Source.
--------------------
No hardcoded values - changes to the dataset path automatically propagate.

Model Loading

The inference engine uses this selection strategy:

  1. Query MLflow for models tagged best_model=true
  2. Fall back to hardcoded registry if no tags found
  3. Use metric-based selection as last resort
from turing.modeling.predict import ModelInference

inference = ModelInference(use_best_model_tags=True)
response = inference.predict_payload(request)

Configuration

Use tags for dynamic selection (default):

inference = ModelInference(use_best_model_tags=True)

Or use hardcoded fallback:

inference = ModelInference(use_best_model_tags=False)

Advanced Usage

Custom Metric

Select best models using a different metric:

python scripts/tag_best_models.py tag --metric precision

Programmatic Tagging

from scripts.tag_best_models import tag_best_models

tag_best_models(
    experiment_name="fine-tuned-CodeBERTa",
    metric="f1_score",
    languages=["java", "python", "pharo"]
)

Tags Reference

Applied During Training

Tag Purpose
Language Language identifier
dataset_name Dataset folder name
model_name Model identifier

Applied During Selection

Tag Purpose
best_model Marks the best model
best_model_{lang} Language-specific best indicator
selection_metric Metric used for selection
selection_date When selection occurred

Data Flow

Training Runs (MLflow)
--------------------
Data extract.
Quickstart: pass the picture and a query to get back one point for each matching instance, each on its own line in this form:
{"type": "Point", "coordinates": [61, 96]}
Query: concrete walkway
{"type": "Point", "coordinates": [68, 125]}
--------------------
Given problem. Continue the guide on selecting models by MLflow tags, picking up right after its final line, "Training Runs (MLflow)".

Reply.
  tag_best_models.py
  Tagged Best Models
  model_selector.py
  ModelInference
  API /predict

Features

  • Dynamic Dataset Tracking: Dataset name auto-detected from path
  • Per-Language Selection: Separate best model for each language
  • Flexible Metrics: Choose f1_score, precision, recall, or accuracy
  • Fallback Safety: Works even if MLflow is unavailable
  • Clean Metadata: All selection decisions recorded with timestamps

Troubleshooting

No tagged models found

python scripts/tag_best_models.py show
mlflow ui  # Check experiment directly

Wrong model selected

Re-run tagging with correct metric:

python scripts/tag_best_models.py tag --metric f1_score
python scripts/tag_best_models.py show

Dataset name not captured

Verify dataset name resolution:

from turing.dataset import DatasetManager
print(DatasetManager().get_dataset_name())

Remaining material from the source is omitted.